What to produce »
Would you retype the records below exactly as they appear?
Segment Start: Entries shown
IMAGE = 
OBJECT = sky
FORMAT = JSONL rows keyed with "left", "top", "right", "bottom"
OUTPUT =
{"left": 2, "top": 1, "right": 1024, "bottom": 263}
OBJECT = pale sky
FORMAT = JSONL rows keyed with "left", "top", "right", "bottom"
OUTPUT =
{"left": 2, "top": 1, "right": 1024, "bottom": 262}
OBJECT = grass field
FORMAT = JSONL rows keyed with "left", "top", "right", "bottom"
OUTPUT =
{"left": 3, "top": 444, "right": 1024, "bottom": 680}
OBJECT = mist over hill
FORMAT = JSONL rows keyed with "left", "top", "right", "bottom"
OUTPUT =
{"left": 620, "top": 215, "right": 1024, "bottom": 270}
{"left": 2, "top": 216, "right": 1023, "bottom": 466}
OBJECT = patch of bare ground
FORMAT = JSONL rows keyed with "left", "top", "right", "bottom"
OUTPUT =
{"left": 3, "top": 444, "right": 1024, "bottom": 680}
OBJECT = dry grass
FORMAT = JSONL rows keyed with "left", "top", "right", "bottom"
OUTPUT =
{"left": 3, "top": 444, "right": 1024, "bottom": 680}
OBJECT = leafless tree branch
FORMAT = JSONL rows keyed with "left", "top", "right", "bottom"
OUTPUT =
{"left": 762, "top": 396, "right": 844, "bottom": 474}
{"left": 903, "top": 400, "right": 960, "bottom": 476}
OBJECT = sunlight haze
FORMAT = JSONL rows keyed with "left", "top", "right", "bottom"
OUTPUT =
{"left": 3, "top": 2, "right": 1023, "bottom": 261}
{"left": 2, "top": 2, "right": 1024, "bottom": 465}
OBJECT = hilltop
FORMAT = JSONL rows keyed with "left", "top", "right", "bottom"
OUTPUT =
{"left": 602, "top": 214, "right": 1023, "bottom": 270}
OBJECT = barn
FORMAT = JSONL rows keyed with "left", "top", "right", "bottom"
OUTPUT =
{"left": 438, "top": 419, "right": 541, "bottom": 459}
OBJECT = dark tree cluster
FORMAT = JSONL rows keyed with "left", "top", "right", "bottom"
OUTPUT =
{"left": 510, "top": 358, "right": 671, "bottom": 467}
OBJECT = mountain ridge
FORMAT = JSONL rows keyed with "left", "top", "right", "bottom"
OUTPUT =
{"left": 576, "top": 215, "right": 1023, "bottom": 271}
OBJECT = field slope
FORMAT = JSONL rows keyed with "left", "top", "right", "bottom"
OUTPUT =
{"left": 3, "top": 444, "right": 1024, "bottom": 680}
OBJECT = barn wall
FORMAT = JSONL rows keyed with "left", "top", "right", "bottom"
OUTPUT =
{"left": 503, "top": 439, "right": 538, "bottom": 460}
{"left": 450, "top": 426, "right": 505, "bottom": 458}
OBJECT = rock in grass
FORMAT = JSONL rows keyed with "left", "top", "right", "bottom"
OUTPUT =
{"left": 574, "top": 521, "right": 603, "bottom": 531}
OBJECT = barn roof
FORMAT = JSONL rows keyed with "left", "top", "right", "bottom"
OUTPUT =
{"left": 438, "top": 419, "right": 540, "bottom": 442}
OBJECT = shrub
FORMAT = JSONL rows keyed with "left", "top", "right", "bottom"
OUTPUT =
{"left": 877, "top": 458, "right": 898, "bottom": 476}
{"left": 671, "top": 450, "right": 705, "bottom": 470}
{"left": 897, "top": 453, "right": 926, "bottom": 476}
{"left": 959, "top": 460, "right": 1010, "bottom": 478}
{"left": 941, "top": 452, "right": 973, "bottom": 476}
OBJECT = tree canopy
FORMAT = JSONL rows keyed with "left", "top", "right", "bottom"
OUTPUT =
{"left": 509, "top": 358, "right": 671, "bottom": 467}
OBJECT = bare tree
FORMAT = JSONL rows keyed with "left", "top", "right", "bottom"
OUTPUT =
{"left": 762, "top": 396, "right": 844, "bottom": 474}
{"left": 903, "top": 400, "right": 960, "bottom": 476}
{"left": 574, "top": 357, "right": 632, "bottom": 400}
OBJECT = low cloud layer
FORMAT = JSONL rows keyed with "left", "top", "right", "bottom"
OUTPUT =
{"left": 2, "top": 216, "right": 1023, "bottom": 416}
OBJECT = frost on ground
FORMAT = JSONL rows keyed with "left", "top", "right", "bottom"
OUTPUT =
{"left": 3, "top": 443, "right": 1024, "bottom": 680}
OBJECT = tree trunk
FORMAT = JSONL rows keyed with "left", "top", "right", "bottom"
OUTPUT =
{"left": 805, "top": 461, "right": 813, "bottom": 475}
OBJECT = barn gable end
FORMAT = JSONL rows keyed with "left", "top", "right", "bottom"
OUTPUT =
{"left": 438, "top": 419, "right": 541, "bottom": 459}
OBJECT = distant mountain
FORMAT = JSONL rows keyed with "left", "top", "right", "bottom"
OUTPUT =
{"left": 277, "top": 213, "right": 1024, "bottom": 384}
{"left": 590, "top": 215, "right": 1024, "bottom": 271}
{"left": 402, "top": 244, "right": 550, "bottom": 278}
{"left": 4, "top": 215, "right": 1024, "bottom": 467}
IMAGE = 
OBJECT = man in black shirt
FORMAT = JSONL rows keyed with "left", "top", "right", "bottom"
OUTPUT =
Segment End: Entries shown
Response »
IMAGE = 
OBJECT = sky
FORMAT = JSONL rows keyed with "left", "top", "right", "bottom"
OUTPUT =
{"left": 2, "top": 1, "right": 1024, "bottom": 263}
OBJECT = pale sky
FORMAT = JSONL rows keyed with "left", "top", "right", "bottom"
OUTPUT =
{"left": 2, "top": 1, "right": 1024, "bottom": 262}
OBJECT = grass field
FORMAT = JSONL rows keyed with "left", "top", "right", "bottom"
OUTPUT =
{"left": 3, "top": 444, "right": 1024, "bottom": 680}
OBJECT = mist over hill
FORMAT = JSONL rows keyed with "left", "top", "right", "bottom"
OUTPUT =
{"left": 620, "top": 215, "right": 1024, "bottom": 270}
{"left": 2, "top": 216, "right": 1023, "bottom": 466}
OBJECT = patch of bare ground
FORMAT = JSONL rows keyed with "left", "top", "right", "bottom"
OUTPUT =
{"left": 3, "top": 444, "right": 1024, "bottom": 680}
OBJECT = dry grass
FORMAT = JSONL rows keyed with "left", "top", "right", "bottom"
OUTPUT =
{"left": 3, "top": 444, "right": 1024, "bottom": 680}
OBJECT = leafless tree branch
FORMAT = JSONL rows keyed with "left", "top", "right", "bottom"
OUTPUT =
{"left": 762, "top": 396, "right": 844, "bottom": 474}
{"left": 903, "top": 400, "right": 960, "bottom": 476}
OBJECT = sunlight haze
FORMAT = JSONL rows keyed with "left", "top", "right", "bottom"
OUTPUT =
{"left": 3, "top": 2, "right": 1023, "bottom": 261}
{"left": 2, "top": 2, "right": 1024, "bottom": 465}
OBJECT = hilltop
FORMAT = JSONL rows keyed with "left", "top", "right", "bottom"
OUTPUT =
{"left": 602, "top": 214, "right": 1023, "bottom": 270}
OBJECT = barn
FORMAT = JSONL rows keyed with "left", "top", "right", "bottom"
OUTPUT =
{"left": 438, "top": 419, "right": 541, "bottom": 459}
OBJECT = dark tree cluster
FORMAT = JSONL rows keyed with "left", "top", "right", "bottom"
OUTPUT =
{"left": 510, "top": 358, "right": 671, "bottom": 467}
OBJECT = mountain ridge
FORMAT = JSONL rows keyed with "left", "top", "right", "bottom"
OUTPUT =
{"left": 576, "top": 215, "right": 1023, "bottom": 271}
OBJECT = field slope
FORMAT = JSONL rows keyed with "left", "top", "right", "bottom"
OUTPUT =
{"left": 3, "top": 444, "right": 1024, "bottom": 680}
OBJECT = barn wall
FORMAT = JSONL rows keyed with "left", "top", "right", "bottom"
OUTPUT =
{"left": 503, "top": 439, "right": 538, "bottom": 460}
{"left": 450, "top": 426, "right": 505, "bottom": 458}
OBJECT = rock in grass
FORMAT = JSONL rows keyed with "left", "top", "right", "bottom"
OUTPUT =
{"left": 574, "top": 521, "right": 603, "bottom": 531}
OBJECT = barn roof
FORMAT = JSONL rows keyed with "left", "top", "right", "bottom"
OUTPUT =
{"left": 438, "top": 419, "right": 540, "bottom": 442}
OBJECT = shrub
FORMAT = JSONL rows keyed with "left", "top", "right", "bottom"
OUTPUT =
{"left": 877, "top": 458, "right": 898, "bottom": 476}
{"left": 671, "top": 450, "right": 705, "bottom": 470}
{"left": 897, "top": 453, "right": 926, "bottom": 476}
{"left": 959, "top": 460, "right": 1010, "bottom": 478}
{"left": 941, "top": 452, "right": 973, "bottom": 476}
OBJECT = tree canopy
FORMAT = JSONL rows keyed with "left", "top", "right", "bottom"
OUTPUT =
{"left": 509, "top": 358, "right": 671, "bottom": 467}
OBJECT = bare tree
FORMAT = JSONL rows keyed with "left", "top", "right", "bottom"
OUTPUT =
{"left": 762, "top": 396, "right": 844, "bottom": 474}
{"left": 903, "top": 400, "right": 960, "bottom": 476}
{"left": 574, "top": 357, "right": 632, "bottom": 400}
OBJECT = low cloud layer
FORMAT = JSONL rows keyed with "left", "top", "right", "bottom"
OUTPUT =
{"left": 2, "top": 216, "right": 1023, "bottom": 416}
OBJECT = frost on ground
FORMAT = JSONL rows keyed with "left", "top", "right", "bottom"
OUTPUT =
{"left": 3, "top": 443, "right": 1024, "bottom": 680}
OBJECT = tree trunk
FORMAT = JSONL rows keyed with "left", "top", "right", "bottom"
OUTPUT =
{"left": 805, "top": 461, "right": 813, "bottom": 475}
OBJECT = barn gable end
FORMAT = JSONL rows keyed with "left", "top", "right", "bottom"
OUTPUT =
{"left": 438, "top": 419, "right": 541, "bottom": 459}
OBJECT = distant mountain
FORMAT = JSONL rows keyed with "left", "top", "right", "bottom"
OUTPUT =
{"left": 277, "top": 213, "right": 1024, "bottom": 384}
{"left": 590, "top": 215, "right": 1024, "bottom": 271}
{"left": 402, "top": 244, "right": 550, "bottom": 278}
{"left": 4, "top": 215, "right": 1024, "bottom": 467}
IMAGE = 
OBJECT = man in black shirt
FORMAT = JSONL rows keyed with "left", "top", "right", "bottom"
OUTPUT =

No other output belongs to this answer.